SOURCE EXCERPT:
Ideal diode confusion
I answered this SE EE question on Dec 18, 2022.
My answer
How to understand diode switching circuits
Understanding circuits starts with looking for familiar circuit building blocks. For this purpose, we can use all possible points of view on the unknown circuit.
Here, considering this specific (OP's) example, I will share in a more general way my experience in understanding and explaining such diode circuits (diode limiters, diode logic gates, etc.) where diodes act as switches. I think this will be no less helpful to OP and readers than just some specific explanations. Here is my heuristic procedure illustrated by the simplified picture below (D1 is removed and D2 is replaced by a "piece of wire").
Customizing the circuit diagram
Diode circuit visualized |
Drawing the diagram in a "geometric" form. It is preferable to draw the circuit diagram in a stripped-down form, placing the elements with positive voltage at the top and those with negative voltage at the bottom. This corresponds to our intuitive notion of electric voltage.
Connecting all voltage sources. This is necessary for the next drawing of the current paths (current flows in a closed circuit).
Drawing the current paths. Understanding circuits comes from trying to understand where currents flow. For this purpose, we can draw current paths by closed lines (current loops) with proportional thickness. In the OP's circuit diagram, we see that only one current flows through the all elements in series.
Visualizing the voltages. Also, we need to imagine what voltages across elements are. For this purpose, we can represent them by proportional sections (voltage bars).
Looking for a part acting as a source
Composite voltage source. After we have drawn the voltage sources (V+ and V-), we notice something interesting - they are connected in series and in the same direction so that their voltages are summed.
Resistive network (R1 + R2). Next we see the two resistors in series and the forward biased ideal diode D2 ("piece of wire") between them. We recognize in this combination a voltage divider or more precisely, a "shifted voltage divider" (because there are two inputs). The most correct name for this 2-resistor circuit is "resistor voltage summer".
Real voltage source. So the combination above of two voltage sources in series driving two resistors in series can be thought as a real voltage source with internal resistance. We can calculate its output voltage (regarding ground) by the voltage divider rule, superposition principle, etc.
Looking for a load
Next we see that a diode (D1) is connected between the "source" output and ground. So, we conclude, it can be considered as a load.
Exploring the circuit operation
Disconnecting the load. Here we remove the diode D1 (unloaded, open circuit) and calculate (measure) the output voltage V2. We see it is negative; so the diode will be backward biased.
Reconnecting the load. We restore the diode. Since it is backward biased, there is no change in the output voltage and current.
How to make "ideal" diodes
Since the OP's question is about ideal diodes, we should be interested in whether there are such elements and where we can buy them:-) And since it turns out that there are not, we will have to make them. I know two ways to do it and I will share them with you...
Improved real diode
The first thing that comes to mind is to improve the "bad" diode. What is wrong with the diode? It is the forward voltage drop VF that represents voltage loss. Then let's compensate for it by adding the same voltage VF connecting a copying voltage source in series.

EXTRACTED ENTRIES:
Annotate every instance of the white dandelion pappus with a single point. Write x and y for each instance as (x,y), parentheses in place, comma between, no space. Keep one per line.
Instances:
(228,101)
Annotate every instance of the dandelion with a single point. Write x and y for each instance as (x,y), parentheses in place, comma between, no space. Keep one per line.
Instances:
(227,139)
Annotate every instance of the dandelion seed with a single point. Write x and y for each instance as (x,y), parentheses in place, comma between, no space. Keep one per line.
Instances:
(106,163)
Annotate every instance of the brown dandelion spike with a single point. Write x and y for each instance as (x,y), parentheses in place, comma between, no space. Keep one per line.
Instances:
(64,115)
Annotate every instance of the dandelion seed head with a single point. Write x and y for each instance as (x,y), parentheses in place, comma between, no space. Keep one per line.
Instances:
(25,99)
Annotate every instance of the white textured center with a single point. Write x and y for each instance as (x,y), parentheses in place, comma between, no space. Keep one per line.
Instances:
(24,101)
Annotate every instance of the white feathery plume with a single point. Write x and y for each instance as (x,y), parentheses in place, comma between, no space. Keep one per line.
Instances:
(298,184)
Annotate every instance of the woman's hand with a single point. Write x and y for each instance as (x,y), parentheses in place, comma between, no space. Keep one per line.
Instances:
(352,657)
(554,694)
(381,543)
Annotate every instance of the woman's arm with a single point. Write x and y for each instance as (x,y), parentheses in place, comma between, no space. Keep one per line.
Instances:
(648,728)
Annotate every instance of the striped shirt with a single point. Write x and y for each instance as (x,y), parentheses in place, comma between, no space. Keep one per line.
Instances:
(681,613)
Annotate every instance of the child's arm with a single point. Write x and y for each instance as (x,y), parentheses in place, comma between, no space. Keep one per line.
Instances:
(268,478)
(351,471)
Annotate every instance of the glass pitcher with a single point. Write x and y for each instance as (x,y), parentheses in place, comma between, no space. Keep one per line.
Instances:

GIVEN TASK A: Translate into Spanish this sentence from the diode circuit text: "Understanding circuits starts with looking for familiar circuit building blocks."
GIVEN TASK B: Set down the passage of the diode circuit text that begins at the words "Visualizing the voltages." and stops after the words "voltages are summed.".

CORRECT RESPONSE A: La comprensión de los circuitos comienza con la búsqueda de bloques de construcción de circuitos conocidos.

CORRECT RESPONSE B:
Visualizing the voltages. Also, we need to imagine what voltages across elements are. For this purpose, we can represent them by proportional sections (voltage bars).
Looking for a part acting as a source
Composite voltage source. After we have drawn the voltage sources (V+ and V-), we notice something interesting - they are connected in series and in the same direction so that their voltages are summed.